Could you transcribe every record below exactly as it stands?
BEGIN Data supplied
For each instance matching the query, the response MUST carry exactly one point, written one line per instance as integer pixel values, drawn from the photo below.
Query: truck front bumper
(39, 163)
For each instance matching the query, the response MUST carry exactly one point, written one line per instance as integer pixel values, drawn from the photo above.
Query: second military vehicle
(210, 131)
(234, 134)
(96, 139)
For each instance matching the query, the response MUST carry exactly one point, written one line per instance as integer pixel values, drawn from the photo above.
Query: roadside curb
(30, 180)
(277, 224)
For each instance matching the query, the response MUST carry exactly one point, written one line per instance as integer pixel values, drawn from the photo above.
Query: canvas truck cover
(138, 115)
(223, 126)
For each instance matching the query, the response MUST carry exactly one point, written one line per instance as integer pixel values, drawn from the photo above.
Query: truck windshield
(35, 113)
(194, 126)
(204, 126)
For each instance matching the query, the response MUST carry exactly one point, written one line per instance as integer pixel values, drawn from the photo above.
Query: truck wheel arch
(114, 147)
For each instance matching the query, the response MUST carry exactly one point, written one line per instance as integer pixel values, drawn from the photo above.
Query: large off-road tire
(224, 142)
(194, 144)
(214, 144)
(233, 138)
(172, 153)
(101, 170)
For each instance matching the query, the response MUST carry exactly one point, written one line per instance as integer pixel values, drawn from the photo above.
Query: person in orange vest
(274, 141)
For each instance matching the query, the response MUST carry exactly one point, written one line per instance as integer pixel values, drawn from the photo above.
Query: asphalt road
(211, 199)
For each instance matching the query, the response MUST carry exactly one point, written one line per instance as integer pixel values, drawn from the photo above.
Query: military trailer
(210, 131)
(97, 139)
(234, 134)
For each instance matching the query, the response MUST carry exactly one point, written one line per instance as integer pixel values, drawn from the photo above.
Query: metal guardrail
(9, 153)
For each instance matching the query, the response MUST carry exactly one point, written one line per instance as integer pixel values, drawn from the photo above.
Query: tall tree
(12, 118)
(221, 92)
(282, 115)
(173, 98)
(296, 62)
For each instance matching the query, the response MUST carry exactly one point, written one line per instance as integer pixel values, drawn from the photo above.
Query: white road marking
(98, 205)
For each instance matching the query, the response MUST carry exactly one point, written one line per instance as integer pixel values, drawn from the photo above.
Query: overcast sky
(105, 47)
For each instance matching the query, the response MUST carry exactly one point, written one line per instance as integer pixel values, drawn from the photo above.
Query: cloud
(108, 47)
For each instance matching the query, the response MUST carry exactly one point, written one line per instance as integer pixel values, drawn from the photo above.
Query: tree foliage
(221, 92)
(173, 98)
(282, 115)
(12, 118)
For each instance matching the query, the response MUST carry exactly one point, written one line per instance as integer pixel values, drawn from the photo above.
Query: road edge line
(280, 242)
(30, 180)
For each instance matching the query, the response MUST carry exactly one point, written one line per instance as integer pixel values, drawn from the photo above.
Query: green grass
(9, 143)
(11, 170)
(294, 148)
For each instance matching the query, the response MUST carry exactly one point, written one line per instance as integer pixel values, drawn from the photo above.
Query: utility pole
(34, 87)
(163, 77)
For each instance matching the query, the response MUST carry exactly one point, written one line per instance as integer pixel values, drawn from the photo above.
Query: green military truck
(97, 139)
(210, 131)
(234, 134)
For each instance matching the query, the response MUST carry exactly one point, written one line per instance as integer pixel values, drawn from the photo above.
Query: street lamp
END Data supplied
◆ Completed task
For each instance matching the query, the response MUST carry exactly one point, written one line per instance as integer pixel values, drawn from the photo below.
Query: truck front bumper
(39, 163)
For each instance matching the query, the response MUST carry exactly one point, written one line per instance as integer pixel values, drawn from the photo above.
Query: second military vehicle
(210, 131)
(234, 134)
(96, 139)
For each instance matching the query, the response MUST carry exactly one point, written one line per instance as integer pixel values, drawn from the photo above.
Query: roadside curb
(30, 180)
(277, 224)
For each instance matching the query, the response MUST carry exactly one point, written one line per instance as integer pixel values, drawn from the photo above.
Query: canvas truck cover
(138, 115)
(223, 126)
For each instance matching the query, the response MUST carry exactly one point, written one line per instance as integer pixel values, drawn from the photo above.
Query: truck windshield
(35, 113)
(194, 126)
(204, 126)
For each instance matching the query, the response MUST carry exactly one point, written one line per instance as integer pixel values, drawn from the photo above.
Query: truck wheel arch
(114, 147)
For each instance matching the query, the response MUST carry exactly one point, written one line per instance as integer pixel values, drawn from the photo above.
Query: large off-road tire
(224, 142)
(194, 144)
(214, 144)
(233, 138)
(172, 153)
(101, 170)
For each instance matching the query, the response MUST carry exactly one point, written one line per instance as integer pixel values, drawn from the photo above.
Query: person in orange vest
(274, 141)
For each instance matching the query, the response MUST carry exactly one point, written one line per instance as integer pixel values, drawn from the photo above.
Query: asphalt road
(211, 199)
For each instance matching the query, the response MUST carry exactly one point, written one line per instance as integer pixel values, drawn from the photo above.
Query: military trailer
(210, 131)
(97, 139)
(234, 134)
For each instance matching the query, the response MUST carry exactly one point, written one line per instance as integer pixel values, drawn from the photo above.
Query: metal guardrail
(9, 153)
For each instance matching the query, the response MUST carry exactly one point, written one line per instance as integer pixel values, drawn from the photo above.
Query: tall tree
(12, 118)
(221, 92)
(282, 115)
(173, 98)
(296, 62)
For each instance matching the query, the response MUST carry exactly one point, written one line per instance as integer pixel values, drawn from the photo above.
Query: white road marking
(98, 205)
For each instance matching the query, the response MUST carry exactly one point, written one line per instance as integer pixel values, drawn from the photo above.
Query: overcast sky
(105, 47)
For each instance matching the query, the response MUST carry exactly one point, written one line per instance as integer pixel values, drawn from the photo above.
Query: cloud
(108, 47)
For each instance matching the query, the response MUST carry exactly one point, written one line per instance as integer pixel values, drawn from the photo above.
Query: tree foliage
(221, 92)
(173, 98)
(282, 115)
(12, 118)
For each instance matching the query, the response MUST carry exactly one point, written one line per instance as integer pixel values, drawn from the photo above.
Query: road edge line
(280, 242)
(30, 180)
For each instance matching the query, the response MUST carry exactly one point, written one line per instance as integer pixel values, drawn from the photo above.
Query: green grass
(9, 143)
(11, 170)
(294, 148)
For each instance matching the query, the response MUST carry exactly one point, written one line per instance as integer pixel values, drawn from the photo above.
Query: utility pole
(34, 87)
(163, 77)
For each instance matching the query, the response MUST carry exactly one point, written one line per instance as integer pixel values, drawn from the photo above.
Query: green military truck
(97, 139)
(210, 131)
(234, 134)
For each instance matching the query, the response MUST carry exactly one point, written one line per instance as integer pixel values, drawn from the photo above.
Query: street lamp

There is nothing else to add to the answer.